▶ _WHAT TO WORK ON_
A – Write out the forum post about the longhorn cow from "Thank you for" to "like that one.".
B – Answer these questions using the forum post about the longhorn cow:
(i) How much did the longhorn cow and her calf cost at the sale?
(ii) How old was the bottle calf that latched onto the cow?
(iii) In how many days does the poster plan to turn the cow and calf out if she continues to accept it?

▶ _TEXT PASSAGE_
===

Postby farmerjan » Fri Feb 16, 2018 9:56 pm

Thank you for posting that. Yes we do tend to focus on the "bad things" and sometimes take for granted the good things.
My "lone" longhorn cow that I bought at a sale for $500 with her calf a year or so ago, just had a dead calf. Looks like it was born dead. Brought her in the barn and was going to try a new bottle calf I had just gotten on her. But I also had a nearly 3 week old bottle calf there and as we brought the cow around to go through that pen to the alley, the 3 week calf latched onto to her and said YOU ARE MY MOMMA. Followed the cow right into the small catch pen and just went to sucking. The cow is fairly quiet and she just stood there and ate the grain we had given her. Put water in a tub and they are together. In another 2-3 days, I will turn them out if she continues to accept the calf. So although I salvaged the cow, I was thankful for little successes like that one.

===

▶ _INFORMATION_
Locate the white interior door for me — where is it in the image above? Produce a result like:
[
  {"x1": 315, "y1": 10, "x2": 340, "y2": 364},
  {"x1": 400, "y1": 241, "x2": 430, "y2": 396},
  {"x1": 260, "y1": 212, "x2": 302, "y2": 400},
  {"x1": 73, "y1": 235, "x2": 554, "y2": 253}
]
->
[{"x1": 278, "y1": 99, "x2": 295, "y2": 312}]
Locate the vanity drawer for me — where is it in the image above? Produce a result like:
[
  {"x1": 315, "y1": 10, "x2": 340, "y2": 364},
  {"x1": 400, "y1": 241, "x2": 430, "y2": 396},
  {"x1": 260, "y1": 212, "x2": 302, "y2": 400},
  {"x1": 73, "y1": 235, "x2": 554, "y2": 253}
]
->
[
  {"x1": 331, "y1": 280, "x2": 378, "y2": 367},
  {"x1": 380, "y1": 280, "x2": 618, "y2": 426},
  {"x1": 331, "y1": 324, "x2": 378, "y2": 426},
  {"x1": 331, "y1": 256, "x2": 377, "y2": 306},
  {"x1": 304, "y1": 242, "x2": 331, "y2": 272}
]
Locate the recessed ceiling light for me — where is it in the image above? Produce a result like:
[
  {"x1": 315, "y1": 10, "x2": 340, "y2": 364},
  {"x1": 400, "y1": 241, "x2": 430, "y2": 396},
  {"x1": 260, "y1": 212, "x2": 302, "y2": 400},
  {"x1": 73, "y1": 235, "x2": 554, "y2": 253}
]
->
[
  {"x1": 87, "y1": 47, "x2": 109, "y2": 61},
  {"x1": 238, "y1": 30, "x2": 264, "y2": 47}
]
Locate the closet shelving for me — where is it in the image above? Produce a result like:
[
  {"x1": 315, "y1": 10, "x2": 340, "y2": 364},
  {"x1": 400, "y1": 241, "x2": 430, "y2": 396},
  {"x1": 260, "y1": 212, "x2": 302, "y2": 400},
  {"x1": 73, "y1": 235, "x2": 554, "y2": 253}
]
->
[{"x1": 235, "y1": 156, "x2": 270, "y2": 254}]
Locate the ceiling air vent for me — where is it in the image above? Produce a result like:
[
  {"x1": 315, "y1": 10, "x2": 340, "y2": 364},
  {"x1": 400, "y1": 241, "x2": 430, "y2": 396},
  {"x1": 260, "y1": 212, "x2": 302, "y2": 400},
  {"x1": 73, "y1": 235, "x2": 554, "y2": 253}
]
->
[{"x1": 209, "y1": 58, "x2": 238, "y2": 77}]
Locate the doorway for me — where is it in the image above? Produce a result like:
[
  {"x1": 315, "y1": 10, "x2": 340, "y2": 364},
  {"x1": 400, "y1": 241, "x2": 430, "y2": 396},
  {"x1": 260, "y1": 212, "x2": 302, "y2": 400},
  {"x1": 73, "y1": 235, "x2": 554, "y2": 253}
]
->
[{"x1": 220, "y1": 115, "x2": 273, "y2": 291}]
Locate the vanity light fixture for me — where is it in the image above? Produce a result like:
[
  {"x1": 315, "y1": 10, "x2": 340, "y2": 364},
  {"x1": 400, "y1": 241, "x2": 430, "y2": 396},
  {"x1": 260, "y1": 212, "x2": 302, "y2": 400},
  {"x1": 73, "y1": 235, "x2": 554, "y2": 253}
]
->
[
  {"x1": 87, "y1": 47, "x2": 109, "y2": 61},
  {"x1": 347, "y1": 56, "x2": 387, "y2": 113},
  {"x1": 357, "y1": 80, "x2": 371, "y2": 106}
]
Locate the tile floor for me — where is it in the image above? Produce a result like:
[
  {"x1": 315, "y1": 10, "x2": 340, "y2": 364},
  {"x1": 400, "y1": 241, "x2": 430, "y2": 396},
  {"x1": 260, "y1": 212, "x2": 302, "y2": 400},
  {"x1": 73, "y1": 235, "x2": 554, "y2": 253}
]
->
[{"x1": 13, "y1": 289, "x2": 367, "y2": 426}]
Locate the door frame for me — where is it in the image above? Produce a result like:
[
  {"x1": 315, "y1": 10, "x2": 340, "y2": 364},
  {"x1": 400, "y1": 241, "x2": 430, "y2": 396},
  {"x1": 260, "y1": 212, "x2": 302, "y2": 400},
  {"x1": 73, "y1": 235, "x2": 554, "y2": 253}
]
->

===

▶ _PER-TASK ANSWERS_
A –
Thank you for posting that. Yes we do tend to focus on the "bad things" and sometimes take for granted the good things.
My "lone" longhorn cow that I bought at a sale for $500 with her calf a year or so ago, just had a dead calf. Looks like it was born dead. Brought her in the barn and was going to try a new bottle calf I had just gotten on her. But I also had a nearly 3 week old bottle calf there and as we brought the cow around to go through that pen to the alley, the 3 week calf latched onto to her and said YOU ARE MY MOMMA. Followed the cow right into the small catch pen and just went to sucking. The cow is fairly quiet and she just stood there and ate the grain we had given her. Put water in a tub and they are together. In another 2-3 days, I will turn them out if she continues to accept the calf. So although I salvaged the cow, I was thankful for little successes like that one.

B –
(i) $500
(ii) Nearly 3 weeks old
(iii) In another 2-3 days